(DATA FOR PROCESSING begins)
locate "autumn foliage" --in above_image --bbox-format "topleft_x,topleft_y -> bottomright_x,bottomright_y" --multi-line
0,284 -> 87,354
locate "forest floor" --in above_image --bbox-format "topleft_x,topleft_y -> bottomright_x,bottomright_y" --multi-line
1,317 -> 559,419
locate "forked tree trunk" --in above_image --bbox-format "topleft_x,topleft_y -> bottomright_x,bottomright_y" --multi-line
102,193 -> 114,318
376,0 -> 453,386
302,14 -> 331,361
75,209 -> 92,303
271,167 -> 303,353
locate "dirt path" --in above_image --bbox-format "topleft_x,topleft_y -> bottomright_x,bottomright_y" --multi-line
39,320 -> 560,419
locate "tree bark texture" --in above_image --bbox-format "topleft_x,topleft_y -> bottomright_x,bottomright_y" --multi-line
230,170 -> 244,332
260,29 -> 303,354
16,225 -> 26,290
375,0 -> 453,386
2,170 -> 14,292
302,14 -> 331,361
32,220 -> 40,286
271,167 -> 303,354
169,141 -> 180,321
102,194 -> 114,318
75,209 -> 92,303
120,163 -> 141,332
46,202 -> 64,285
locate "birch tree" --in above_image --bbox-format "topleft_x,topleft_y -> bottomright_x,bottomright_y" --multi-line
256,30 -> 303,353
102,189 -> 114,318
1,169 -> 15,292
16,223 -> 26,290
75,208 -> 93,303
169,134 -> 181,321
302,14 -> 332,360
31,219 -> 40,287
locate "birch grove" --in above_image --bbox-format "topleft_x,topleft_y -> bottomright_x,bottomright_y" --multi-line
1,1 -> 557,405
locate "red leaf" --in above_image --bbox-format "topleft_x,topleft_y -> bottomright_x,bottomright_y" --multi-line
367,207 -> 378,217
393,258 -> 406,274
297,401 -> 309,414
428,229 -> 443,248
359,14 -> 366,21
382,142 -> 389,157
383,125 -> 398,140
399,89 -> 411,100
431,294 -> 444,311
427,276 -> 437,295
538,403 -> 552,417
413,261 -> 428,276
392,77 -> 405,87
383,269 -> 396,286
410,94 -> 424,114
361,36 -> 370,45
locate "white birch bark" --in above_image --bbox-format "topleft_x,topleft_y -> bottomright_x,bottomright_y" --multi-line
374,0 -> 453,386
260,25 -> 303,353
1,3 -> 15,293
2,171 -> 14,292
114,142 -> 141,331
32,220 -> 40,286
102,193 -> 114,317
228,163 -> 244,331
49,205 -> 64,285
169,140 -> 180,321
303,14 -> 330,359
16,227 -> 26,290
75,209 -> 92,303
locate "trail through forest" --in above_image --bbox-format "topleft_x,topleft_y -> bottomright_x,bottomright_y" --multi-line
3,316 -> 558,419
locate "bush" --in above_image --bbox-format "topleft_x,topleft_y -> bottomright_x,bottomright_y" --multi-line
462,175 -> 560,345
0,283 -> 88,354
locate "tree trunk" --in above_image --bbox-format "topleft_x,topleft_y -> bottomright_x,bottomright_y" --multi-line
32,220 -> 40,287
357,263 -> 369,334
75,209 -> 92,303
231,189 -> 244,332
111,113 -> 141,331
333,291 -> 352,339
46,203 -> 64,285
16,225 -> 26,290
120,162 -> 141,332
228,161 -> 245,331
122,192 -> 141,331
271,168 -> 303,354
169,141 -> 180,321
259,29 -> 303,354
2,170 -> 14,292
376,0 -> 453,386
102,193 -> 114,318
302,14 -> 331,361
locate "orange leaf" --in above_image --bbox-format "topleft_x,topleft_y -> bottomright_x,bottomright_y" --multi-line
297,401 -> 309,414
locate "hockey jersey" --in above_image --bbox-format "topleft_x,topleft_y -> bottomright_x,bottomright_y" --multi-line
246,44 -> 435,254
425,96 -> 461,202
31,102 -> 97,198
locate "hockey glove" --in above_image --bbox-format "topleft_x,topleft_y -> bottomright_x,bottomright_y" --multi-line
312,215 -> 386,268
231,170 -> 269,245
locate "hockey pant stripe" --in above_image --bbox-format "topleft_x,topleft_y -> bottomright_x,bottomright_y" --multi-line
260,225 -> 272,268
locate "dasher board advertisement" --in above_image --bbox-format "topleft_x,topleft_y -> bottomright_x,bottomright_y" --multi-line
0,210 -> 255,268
(DATA FOR PROCESSING ends)
WORK INSTRUCTIONS
Your reply should consist of the records, copied exactly.

YOUR SOLUTION
locate "autumn foliage" --in above_image --bbox-format "topleft_x,topleft_y -> bottomright_x,bottomright_y" --multi-line
0,284 -> 87,354
locate "forest floor" --in above_image --bbox-format "topleft_x,topleft_y -> bottomright_x,bottomright_y" --multi-line
1,317 -> 559,419
locate "forked tree trunk" --in above_image --bbox-format "topleft_x,topleft_y -> bottomright_x,bottomright_y" --multi-line
102,193 -> 114,318
376,0 -> 453,386
302,14 -> 331,361
75,209 -> 92,303
271,167 -> 303,353
locate "dirt path" --in above_image --bbox-format "topleft_x,topleft_y -> bottomright_x,bottomright_y" --multi-line
39,320 -> 560,419
locate "tree bark texture" --in above_image --bbox-format "topleft_x,topleft_y -> bottomright_x,bottomright_y" --multi-line
230,170 -> 244,332
260,29 -> 303,354
16,225 -> 26,290
375,0 -> 453,386
2,170 -> 14,292
302,14 -> 331,361
32,220 -> 40,286
271,167 -> 303,354
169,141 -> 180,321
102,194 -> 114,318
75,209 -> 92,303
120,163 -> 141,332
46,202 -> 64,285
locate "birch tree" --in above_image --bbox-format "topleft_x,topleft_y -> bottomright_x,bottomright_y" --multi-line
256,30 -> 303,353
102,189 -> 114,318
1,169 -> 15,292
16,223 -> 26,290
75,208 -> 93,303
169,134 -> 181,321
302,14 -> 332,360
31,219 -> 40,287
locate "birch grove" --in above_image --bbox-format "topleft_x,topleft_y -> bottomright_x,bottomright_y" --multi-line
1,1 -> 557,405
locate "red leaf" --in above_image --bbox-format "topleft_x,topleft_y -> bottomright_x,bottomright_y" --multi-line
367,207 -> 378,217
393,258 -> 406,274
297,401 -> 309,414
428,229 -> 443,248
359,14 -> 366,21
382,142 -> 389,157
383,125 -> 398,140
399,89 -> 411,100
431,294 -> 444,311
427,276 -> 437,295
538,403 -> 552,417
413,261 -> 428,276
392,77 -> 405,87
383,269 -> 396,286
410,94 -> 424,114
361,36 -> 370,45
locate "white birch bark" --in above_image --bbox-format "topleft_x,topleft_y -> bottomright_x,bottomright_y" --multi-line
374,0 -> 453,386
260,25 -> 303,353
1,3 -> 15,293
2,171 -> 14,292
114,142 -> 141,331
32,220 -> 40,286
102,193 -> 114,317
228,163 -> 244,331
49,205 -> 64,285
169,140 -> 180,321
303,14 -> 330,359
16,227 -> 26,290
75,209 -> 92,303
locate "trail through forest" --in above_image --bbox-format "topleft_x,topleft_y -> bottomright_x,bottomright_y" --multi-line
3,316 -> 558,419
locate "bush" --in above_image --bbox-format "topleft_x,topleft_y -> bottomright_x,bottomright_y" --multi-line
462,175 -> 560,345
0,283 -> 88,354
locate "tree trunk" --in above_image --bbox-format "topleft_x,topleft_y -> bottomright_x,bottomright_y" --multi-line
32,220 -> 40,287
357,263 -> 369,334
75,209 -> 92,303
231,189 -> 244,332
111,113 -> 141,331
333,291 -> 352,339
46,203 -> 64,285
16,225 -> 26,290
120,162 -> 141,332
228,161 -> 245,331
122,192 -> 141,331
271,168 -> 303,354
169,141 -> 180,321
259,29 -> 303,354
2,170 -> 14,292
376,0 -> 453,386
102,193 -> 114,318
302,14 -> 331,361
locate "orange leaf" --in above_image --bbox-format "topleft_x,topleft_y -> bottomright_x,bottomright_y" --multi-line
297,401 -> 309,414
locate "hockey jersey" --in above_image --bbox-format "topleft_x,topleft_y -> bottomright_x,bottomright_y" --multi-line
246,44 -> 435,254
425,96 -> 461,202
31,102 -> 97,198
locate "hockey glove" --in above_image --bbox-format "topleft_x,topleft_y -> bottomright_x,bottomright_y" --multi-line
312,215 -> 386,268
231,170 -> 269,245
locate "hockey pant stripe" --in above_image --bbox-format "topleft_x,topleft_y -> bottomright_x,bottomright_y" --multi-line
260,225 -> 272,268
locate "dasher board advertisement" --in above_image --bbox-format "topleft_x,topleft_y -> bottomright_x,bottomright_y" --multi-line
0,210 -> 255,268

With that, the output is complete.